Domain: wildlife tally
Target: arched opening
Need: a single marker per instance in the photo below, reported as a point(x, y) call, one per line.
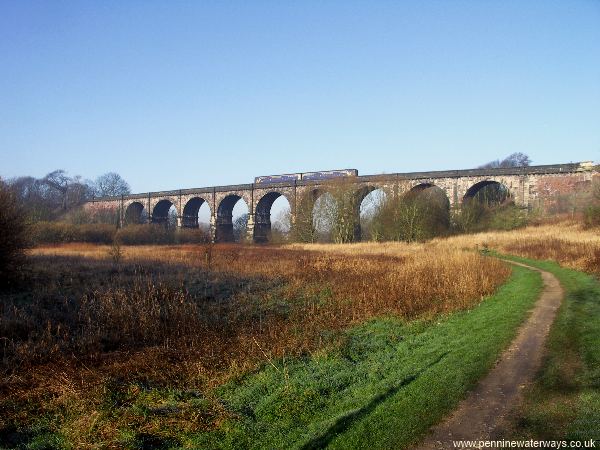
point(272, 218)
point(165, 213)
point(488, 193)
point(232, 219)
point(196, 214)
point(324, 215)
point(431, 203)
point(135, 214)
point(372, 202)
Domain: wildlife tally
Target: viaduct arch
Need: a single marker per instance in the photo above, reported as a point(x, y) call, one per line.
point(523, 185)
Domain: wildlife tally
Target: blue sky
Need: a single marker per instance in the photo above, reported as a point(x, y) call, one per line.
point(188, 94)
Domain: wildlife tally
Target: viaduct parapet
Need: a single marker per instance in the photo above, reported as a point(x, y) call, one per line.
point(527, 186)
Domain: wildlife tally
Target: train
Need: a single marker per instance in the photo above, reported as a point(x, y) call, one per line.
point(306, 176)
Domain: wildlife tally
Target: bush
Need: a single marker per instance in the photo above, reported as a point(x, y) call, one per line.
point(61, 232)
point(591, 216)
point(145, 234)
point(191, 236)
point(13, 235)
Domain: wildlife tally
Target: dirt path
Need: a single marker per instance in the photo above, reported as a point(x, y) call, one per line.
point(481, 415)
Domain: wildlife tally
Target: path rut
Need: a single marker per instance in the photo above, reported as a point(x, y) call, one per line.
point(482, 415)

-------------------------

Take the data above and repeat it exactly, leaving each picture out.

== Response ==
Domain: wildlife tally
Target: arched opening
Need: a single marker per instance in the photo below, reported as a point(x, y) call, one per line.
point(272, 218)
point(165, 213)
point(488, 193)
point(232, 219)
point(196, 214)
point(324, 215)
point(431, 203)
point(135, 214)
point(372, 202)
Domain: wildlife tally
Target: viaduct arch
Need: a single marker per instance in the photo above, reported as a point(x, y) call, one per line.
point(523, 185)
Domain: wildlife tally
Target: blue sky
Need: a single marker per instance in the photo above, reported as a point(x, y) call, one per line.
point(188, 94)
Domain: wildlife tally
Target: viaduct parapet
Need: a single marker per instance in the photo above, reported as a point(x, y) call, one per line.
point(527, 186)
Domain: wildlife tally
Target: train
Need: a single marker per instance in the photo above, reported as a point(x, y) call, one per line.
point(306, 176)
Domain: wildlife tally
Target: bush
Need: a single marker per instance in the photo above, reported as a point(x, y) call, one per line.
point(61, 232)
point(591, 216)
point(145, 234)
point(191, 236)
point(13, 235)
Domain: wildlife tally
Target: dirt path
Need: a single marker per instance in the photo above, reported as a point(x, y) call, one per line.
point(481, 415)
Domain: wildlife tally
Target: path rut
Need: a single marker per instance in the photo above, reported as a point(x, y) call, one per line.
point(482, 415)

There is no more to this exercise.